Task brief
Reproduce the entries word for word, and omit any picture you find in them.

Listed records
════════════════════
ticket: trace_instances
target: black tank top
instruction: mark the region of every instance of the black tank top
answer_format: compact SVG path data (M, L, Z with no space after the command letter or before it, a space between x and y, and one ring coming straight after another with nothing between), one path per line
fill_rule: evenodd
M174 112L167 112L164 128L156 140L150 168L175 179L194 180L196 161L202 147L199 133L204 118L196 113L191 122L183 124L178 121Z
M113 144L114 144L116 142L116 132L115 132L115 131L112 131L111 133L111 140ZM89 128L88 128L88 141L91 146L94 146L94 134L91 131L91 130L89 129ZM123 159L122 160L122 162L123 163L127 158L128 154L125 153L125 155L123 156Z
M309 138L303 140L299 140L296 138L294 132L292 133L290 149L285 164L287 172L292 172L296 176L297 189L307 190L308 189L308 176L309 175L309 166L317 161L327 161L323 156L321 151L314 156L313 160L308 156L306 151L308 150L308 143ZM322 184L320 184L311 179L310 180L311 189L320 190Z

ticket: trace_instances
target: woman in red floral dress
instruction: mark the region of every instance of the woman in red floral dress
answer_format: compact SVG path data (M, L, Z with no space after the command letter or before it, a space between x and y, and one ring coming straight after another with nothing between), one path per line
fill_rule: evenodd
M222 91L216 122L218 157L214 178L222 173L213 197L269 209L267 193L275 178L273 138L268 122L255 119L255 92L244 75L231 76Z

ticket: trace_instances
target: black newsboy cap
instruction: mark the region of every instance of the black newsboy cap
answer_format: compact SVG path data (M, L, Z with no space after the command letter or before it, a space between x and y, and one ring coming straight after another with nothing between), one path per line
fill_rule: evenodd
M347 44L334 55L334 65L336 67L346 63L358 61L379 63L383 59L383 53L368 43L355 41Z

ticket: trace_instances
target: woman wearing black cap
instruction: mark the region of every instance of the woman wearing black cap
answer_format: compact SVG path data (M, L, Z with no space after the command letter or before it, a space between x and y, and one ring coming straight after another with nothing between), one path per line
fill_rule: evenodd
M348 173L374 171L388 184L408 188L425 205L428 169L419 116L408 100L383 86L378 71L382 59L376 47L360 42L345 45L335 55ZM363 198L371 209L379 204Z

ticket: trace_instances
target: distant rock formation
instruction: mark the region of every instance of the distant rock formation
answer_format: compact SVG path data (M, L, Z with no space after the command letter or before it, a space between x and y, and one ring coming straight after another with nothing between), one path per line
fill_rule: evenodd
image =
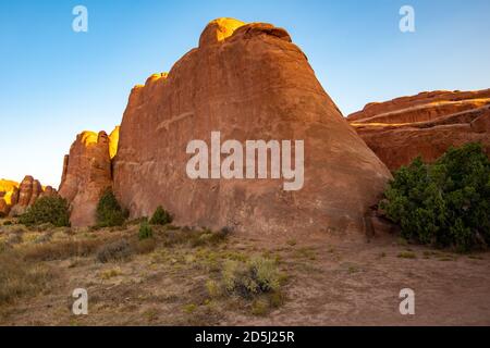
M83 132L64 157L59 195L68 200L72 226L96 224L96 208L105 189L112 186L111 158L118 149L119 127L106 132Z
M284 191L282 181L270 178L188 178L187 144L209 139L215 130L223 141L242 144L304 140L303 189ZM68 172L71 162L72 154ZM97 188L109 185L107 157L99 162ZM69 175L62 196L73 201L74 192L90 191L90 181L69 184ZM169 74L155 74L133 88L113 163L114 191L131 216L148 216L162 204L179 224L230 226L250 235L363 231L368 207L390 177L289 34L231 18L209 23L199 47ZM87 213L76 213L76 221L90 222L84 220Z
M418 156L433 161L449 147L470 141L480 141L490 156L490 89L438 90L369 103L347 121L390 170Z
M30 175L26 175L21 184L1 179L0 216L19 216L39 197L53 195L57 195L57 191L51 186L42 187L39 181Z

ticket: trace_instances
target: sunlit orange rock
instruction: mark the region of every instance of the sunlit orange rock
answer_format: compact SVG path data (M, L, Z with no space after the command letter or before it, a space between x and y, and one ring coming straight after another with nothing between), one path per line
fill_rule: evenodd
M191 179L186 146L223 139L305 141L305 183ZM390 173L323 90L306 55L271 24L211 22L170 73L133 88L113 160L114 191L131 215L163 206L182 225L250 235L364 229Z
M470 141L480 141L490 154L490 89L369 103L347 120L390 170L418 156L431 162L449 147Z
M36 200L44 195L45 191L39 181L30 175L26 175L21 184L12 181L3 181L3 183L5 182L10 182L10 188L5 191L3 199L5 200L7 206L10 207L9 215L11 216L23 214L28 207L33 206ZM5 187L5 184L0 185L0 190ZM56 195L56 191L52 191L51 194Z
M118 130L83 132L63 162L59 195L70 203L72 226L96 224L96 208L102 191L112 186L111 157L115 156Z

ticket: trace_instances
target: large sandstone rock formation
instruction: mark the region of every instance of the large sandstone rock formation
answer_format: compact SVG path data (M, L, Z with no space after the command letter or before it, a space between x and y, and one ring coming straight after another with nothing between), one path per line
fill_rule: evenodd
M188 178L187 144L209 144L213 130L222 141L242 144L304 140L303 189L284 191L282 179ZM155 74L132 90L113 176L132 216L162 204L180 224L258 235L358 232L390 173L284 29L221 18L168 75Z
M53 196L57 191L51 187L42 187L39 181L26 175L21 184L13 181L0 181L0 215L19 216L39 197Z
M96 223L96 208L105 189L112 186L111 157L118 148L119 127L106 132L83 132L64 157L59 195L68 200L72 226Z
M450 146L469 141L481 141L490 156L490 89L369 103L347 120L390 170L418 156L433 161Z
M8 179L0 179L0 217L10 213L12 206L19 200L19 183Z

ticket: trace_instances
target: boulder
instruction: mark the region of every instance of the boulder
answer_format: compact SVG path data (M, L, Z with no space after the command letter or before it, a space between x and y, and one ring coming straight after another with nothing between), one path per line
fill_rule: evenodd
M191 178L186 147L209 144L213 132L240 144L303 140L303 187L284 190L271 177ZM133 88L113 159L114 192L131 216L161 204L177 224L256 236L359 233L390 177L287 32L232 18L211 22L169 74Z

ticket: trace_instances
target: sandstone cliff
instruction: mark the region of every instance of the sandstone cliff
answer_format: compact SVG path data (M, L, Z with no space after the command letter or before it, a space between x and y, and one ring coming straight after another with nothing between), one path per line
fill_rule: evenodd
M59 195L70 203L72 226L96 224L100 195L112 186L111 158L118 149L119 127L106 132L83 132L64 157Z
M57 195L51 187L42 187L39 181L26 175L21 184L0 181L0 216L17 216L33 206L39 197Z
M417 156L433 161L450 146L470 141L481 141L490 154L490 89L369 103L347 120L390 170Z
M270 178L188 178L187 144L215 130L242 144L304 140L303 189L284 191ZM169 74L132 90L113 163L114 191L133 217L162 204L179 224L256 235L359 232L389 177L290 35L230 18L211 22Z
════════════════════
Problem solution
ticket: trace_instances
target: black tank top
instruction: mark the region of every instance of the black tank top
answer_format: compact SVG path data (M, L, Z with no space after the command letter or before it, a space between x and y, and one ring coming straight after another with nothing between), one path per line
fill_rule: evenodd
M174 112L167 112L164 128L156 140L150 168L175 179L194 180L196 161L202 147L199 133L204 118L196 113L191 122L183 124L178 121Z
M113 144L114 144L116 142L116 132L115 132L115 131L112 131L111 133L111 140ZM89 128L88 128L88 141L91 146L94 146L94 134L91 131L91 130L89 129ZM123 159L122 160L122 162L123 163L127 158L128 154L125 153L125 155L123 156Z
M309 138L303 140L299 140L296 138L294 132L292 133L290 149L285 164L287 172L292 172L296 176L297 189L307 190L308 189L308 176L309 175L309 166L317 161L327 161L323 156L321 151L314 156L313 160L308 156L306 151L308 150L308 143ZM322 184L320 184L311 179L310 180L311 189L320 190Z

ticket: trace_instances
target: woman in red floral dress
instruction: mark the region of every instance of the woman in red floral dress
answer_format: compact SVG path data (M, L, Z with no space after the command letter or before it, a space between x and y, and one ring coming straight after another with nothing between), one path per line
fill_rule: evenodd
M222 91L216 122L218 157L214 178L222 173L213 197L269 209L267 193L275 178L273 138L268 122L255 119L255 92L244 75L231 76Z

ticket: trace_instances
target: black newsboy cap
instruction: mark the region of every instance of the black newsboy cap
answer_format: compact SVG path data (M, L, Z with no space after the command letter or before it, a space between x and y, and one ring coming straight after another with nothing between), one path per line
fill_rule: evenodd
M347 44L334 55L334 65L336 67L346 63L358 61L379 63L383 59L383 53L368 43L355 41Z

ticket: trace_instances
target: woman wearing black cap
instruction: mark the region of every instance of the woman wearing black cap
answer_format: compact SVG path data (M, L, Z with no space after the command letter or before it, a space between x and y, and one ring coming straight after another with nothing between), one path per line
fill_rule: evenodd
M348 173L374 171L388 184L408 188L425 205L428 169L419 116L408 100L383 86L378 71L382 59L376 47L360 42L345 45L335 55ZM363 198L371 209L379 204Z

ticket: trace_instances
target: distant rock formation
instruction: mark the region of every instance of the distant rock formation
answer_format: compact SVG path data (M, L, Z with no space after the command letter or before it, a space between x and y, and one ring coming straight after another with nothing between), one path per line
fill_rule: evenodd
image =
M83 132L64 157L59 195L68 200L72 226L96 224L96 208L105 189L112 186L111 158L118 149L119 127L106 132Z
M284 191L282 181L270 178L188 178L187 144L209 139L215 130L223 141L242 144L304 140L303 189ZM68 172L71 162L72 154ZM97 188L109 185L107 157L99 162ZM69 175L62 196L73 201L74 192L90 191L90 181L69 184ZM169 74L155 74L133 88L113 163L114 191L131 216L148 216L162 204L179 224L230 226L250 235L363 231L368 207L390 177L289 34L231 18L209 23L199 47ZM87 213L76 213L76 221L90 222L84 220Z
M418 156L433 161L449 147L470 141L480 141L490 156L490 89L438 90L369 103L347 121L390 170Z
M30 175L26 175L21 184L1 179L0 216L19 216L39 197L53 195L57 195L57 191L51 186L42 187L39 181Z

ticket: trace_instances
target: sunlit orange rock
instruction: mark the region of every instance of the sunlit orange rock
answer_format: compact SVG path data (M, L, Z with no space after the command letter or before it, a space between x and y, and one ring coming straight after another with nothing between), one path per line
fill_rule: evenodd
M191 179L186 146L223 139L305 141L305 183ZM390 173L323 90L306 55L271 24L211 22L170 73L133 88L113 160L114 191L131 215L163 206L182 225L250 235L364 229Z
M470 141L480 141L490 154L490 89L369 103L347 120L390 170L418 156L431 162L449 147Z
M36 200L44 195L45 191L39 181L30 175L26 175L21 184L12 181L3 181L3 183L5 182L10 182L10 188L5 191L3 199L5 200L7 206L10 207L9 215L11 216L23 214L28 207L33 206ZM5 187L5 184L0 185L0 190ZM56 195L56 191L52 191L51 194Z
M118 130L83 132L63 162L59 195L70 203L72 226L96 224L96 208L102 191L112 186L111 157L115 156Z

ticket: trace_instances
target: large sandstone rock formation
instruction: mark the region of every instance of the large sandstone rock formation
answer_format: compact SVG path data (M, L, Z with no space after the command letter or before it, a space between x and y, and one ring coming straight after another with nothing between), one path per line
fill_rule: evenodd
M188 178L187 144L209 144L213 130L222 141L242 144L304 140L303 189L284 191L282 179ZM155 74L132 90L113 176L132 216L162 204L180 224L258 235L358 232L390 173L284 29L221 18L168 75Z
M53 196L57 191L51 187L42 187L39 181L26 175L21 184L13 181L0 181L0 215L19 216L39 197Z
M96 223L96 208L105 189L112 186L111 157L118 148L119 127L106 132L83 132L64 157L59 195L68 200L72 226Z
M450 146L469 141L481 141L490 156L490 89L369 103L347 120L390 170L418 156L433 161Z
M8 179L0 179L0 217L10 213L12 206L19 200L19 183Z

ticket: trace_instances
target: boulder
instruction: mark the region of every instance of the boulder
answer_format: compact SVG path data (M, L, Z with no space after the command letter or before it, a space between x and y, and one ring coming straight after another with nothing between), one path per line
fill_rule: evenodd
M191 178L186 147L209 144L213 132L240 144L303 140L303 187L284 190L271 177ZM133 88L113 159L114 192L131 216L161 204L177 224L256 236L359 233L390 177L287 32L232 18L211 22L169 74Z

ticket: trace_instances
target: sandstone cliff
instruction: mark the region of every instance of the sandstone cliff
answer_format: compact SVG path data (M, L, Z with no space after the command letter or before it, a space between x and y, and one ring coming straight after another with nothing between), one path per line
fill_rule: evenodd
M59 195L70 203L72 226L96 224L100 195L112 186L111 158L118 149L119 127L106 132L83 132L64 157Z
M57 195L51 187L42 187L39 181L26 175L21 184L0 181L0 216L17 216L33 206L39 197Z
M417 156L433 161L450 146L470 141L481 141L490 154L490 89L369 103L347 120L390 170Z
M270 178L188 178L187 144L215 130L242 144L304 140L303 189L284 191ZM169 74L132 90L113 163L114 191L133 217L162 204L179 224L256 235L359 232L389 177L290 35L230 18L211 22Z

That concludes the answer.